== 本文抜粋 ==
気まぐれな連合軍兵士に撃たれたり、暴行された
りすることなく無事に後方に着くと、捕虜は尋問機
関に引き渡された。そこには日本語が巧みな語学将
校や下士官が待っていて次のようなことを聞かれた
(山本武利『日本兵捕虜は何をしゃべったか』)。
(1)捕虜番号、(2)氏名、(3)階級、
(4)兵科や勤務内容、(5)所属部隊、
(6)生年月日、(7)軍隊服役期間、
(8)日本を去った最終の日付、(9)学歴
捕虜番号は尋問機関によって与えられた番号であ
る。氏名は多くの日本兵は偽名を使った。捕虜にな
ったら自決すべきだし、それが失敗して生きている
ことが日本軍に知られたくなかったからだ。階級も
身元を明らかになるから嘘をいうことがあった。た
だ、あとの兵科や勤務内容、軍隊での教育などを語
るうちに事実が分かることが多かった。
捕虜が何より恐れたのは、自分の生存が日本国内
に知られることだった。それは留守家族が厳しい目
で見られたし、軍法会議にかけられたら多くが「奔
敵(ほんてき、正当な抵抗をせず敵方に協力する)」
や「敵前逃亡」と処断されるからである。
日露戦争で発生した捕虜は、当時、必ずしも全部
が非難されたわけではなかった。なかには故郷に帰
って歓迎され、村長や議会で議員などになった人も
いた。それがおそらく、昭和に入ってからは「捕虜
は恥」であり、生還しても「おめおめと生き恥をさ
らす」というように変わってきたことが知られてい
る。

== 取り組む課題 ==
**A)** 日本兵捕虜についての本文から、「(1)捕虜番号、(2)氏名、(3)階級、」で始まり「るうちに事実が分かることが多かった。」で終わる部分を、一字一句変えずに書き写しなさい。
**B)** 日本兵捕虜についての本文で、捕虜が尋問で聞かれた事項のうち、(1)から(5)の番号が付いたものをすべて挙げなさい。

注釈記録
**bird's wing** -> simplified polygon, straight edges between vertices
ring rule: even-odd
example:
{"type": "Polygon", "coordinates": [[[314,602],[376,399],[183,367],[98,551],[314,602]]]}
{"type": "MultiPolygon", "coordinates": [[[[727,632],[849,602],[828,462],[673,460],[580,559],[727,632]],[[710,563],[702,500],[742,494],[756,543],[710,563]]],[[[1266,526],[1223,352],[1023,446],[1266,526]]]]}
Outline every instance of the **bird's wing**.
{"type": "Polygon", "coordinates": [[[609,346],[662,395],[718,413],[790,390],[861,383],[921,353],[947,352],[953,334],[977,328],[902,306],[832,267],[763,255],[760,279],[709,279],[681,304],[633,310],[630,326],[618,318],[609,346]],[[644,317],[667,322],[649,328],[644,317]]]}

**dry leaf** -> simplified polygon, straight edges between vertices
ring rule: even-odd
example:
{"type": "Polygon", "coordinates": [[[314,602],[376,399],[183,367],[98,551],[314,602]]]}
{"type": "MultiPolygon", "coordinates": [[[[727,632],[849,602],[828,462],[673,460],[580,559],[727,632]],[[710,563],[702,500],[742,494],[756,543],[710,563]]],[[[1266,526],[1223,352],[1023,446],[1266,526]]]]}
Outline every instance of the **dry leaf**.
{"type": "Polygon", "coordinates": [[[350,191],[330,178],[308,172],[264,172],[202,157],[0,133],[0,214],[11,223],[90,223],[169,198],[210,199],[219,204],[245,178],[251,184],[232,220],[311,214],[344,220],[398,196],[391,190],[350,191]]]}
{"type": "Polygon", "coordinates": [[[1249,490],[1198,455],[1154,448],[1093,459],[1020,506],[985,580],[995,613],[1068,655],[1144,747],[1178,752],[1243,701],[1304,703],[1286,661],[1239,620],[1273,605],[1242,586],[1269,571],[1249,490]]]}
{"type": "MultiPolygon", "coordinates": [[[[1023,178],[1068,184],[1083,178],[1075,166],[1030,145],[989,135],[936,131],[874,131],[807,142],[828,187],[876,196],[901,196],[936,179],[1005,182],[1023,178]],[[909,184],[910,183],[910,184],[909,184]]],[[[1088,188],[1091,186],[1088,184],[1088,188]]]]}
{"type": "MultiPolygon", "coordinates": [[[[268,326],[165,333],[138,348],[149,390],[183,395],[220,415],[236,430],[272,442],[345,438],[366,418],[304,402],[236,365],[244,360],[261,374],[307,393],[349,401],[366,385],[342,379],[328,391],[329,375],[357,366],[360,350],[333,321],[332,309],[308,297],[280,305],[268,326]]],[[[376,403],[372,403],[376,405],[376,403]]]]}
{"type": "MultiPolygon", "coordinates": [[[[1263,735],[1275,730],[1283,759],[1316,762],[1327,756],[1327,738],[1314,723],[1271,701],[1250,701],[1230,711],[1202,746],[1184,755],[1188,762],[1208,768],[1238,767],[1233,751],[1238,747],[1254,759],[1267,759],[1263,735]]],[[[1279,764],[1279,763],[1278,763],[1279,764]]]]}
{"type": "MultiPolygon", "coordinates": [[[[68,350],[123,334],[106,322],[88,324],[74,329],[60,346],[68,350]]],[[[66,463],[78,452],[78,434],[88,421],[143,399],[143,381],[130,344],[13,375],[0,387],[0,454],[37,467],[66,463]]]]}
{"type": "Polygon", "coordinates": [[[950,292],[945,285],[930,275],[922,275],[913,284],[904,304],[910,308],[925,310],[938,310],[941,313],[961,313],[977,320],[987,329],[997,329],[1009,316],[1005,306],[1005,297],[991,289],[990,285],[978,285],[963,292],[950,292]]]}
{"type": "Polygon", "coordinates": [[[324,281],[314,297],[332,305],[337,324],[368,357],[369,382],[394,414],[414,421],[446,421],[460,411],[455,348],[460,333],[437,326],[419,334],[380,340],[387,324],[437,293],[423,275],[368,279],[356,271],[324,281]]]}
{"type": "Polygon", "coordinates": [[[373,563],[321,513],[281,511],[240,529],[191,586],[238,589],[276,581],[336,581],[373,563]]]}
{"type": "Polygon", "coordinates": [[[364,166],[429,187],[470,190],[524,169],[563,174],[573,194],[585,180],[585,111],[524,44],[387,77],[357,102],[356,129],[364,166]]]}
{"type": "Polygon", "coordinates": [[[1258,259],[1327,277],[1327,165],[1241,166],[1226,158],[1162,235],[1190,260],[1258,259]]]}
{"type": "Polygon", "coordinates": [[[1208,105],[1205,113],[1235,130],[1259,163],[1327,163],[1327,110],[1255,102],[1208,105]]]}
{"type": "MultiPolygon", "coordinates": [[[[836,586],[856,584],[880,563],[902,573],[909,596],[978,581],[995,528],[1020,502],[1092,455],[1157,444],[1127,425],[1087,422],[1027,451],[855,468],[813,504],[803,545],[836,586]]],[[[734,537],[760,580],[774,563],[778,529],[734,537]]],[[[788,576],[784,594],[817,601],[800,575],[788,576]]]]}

== 解答一覧 ==
**A)**
(1)捕虜番号、(2)氏名、(3)階級、
(4)兵科や勤務内容、(5)所属部隊、
(6)生年月日、(7)軍隊服役期間、
(8)日本を去った最終の日付、(9)学歴
捕虜番号は尋問機関によって与えられた番号であ
る。氏名は多くの日本兵は偽名を使った。捕虜にな
ったら自決すべきだし、それが失敗して生きている
ことが日本軍に知られたくなかったからだ。階級も
身元を明らかになるから嘘をいうことがあった。た
だ、あとの兵科や勤務内容、軍隊での教育などを語
るうちに事実が分かることが多かった。

**B)** 捕虜番号、氏名、階級、兵科や勤務内容、所属部隊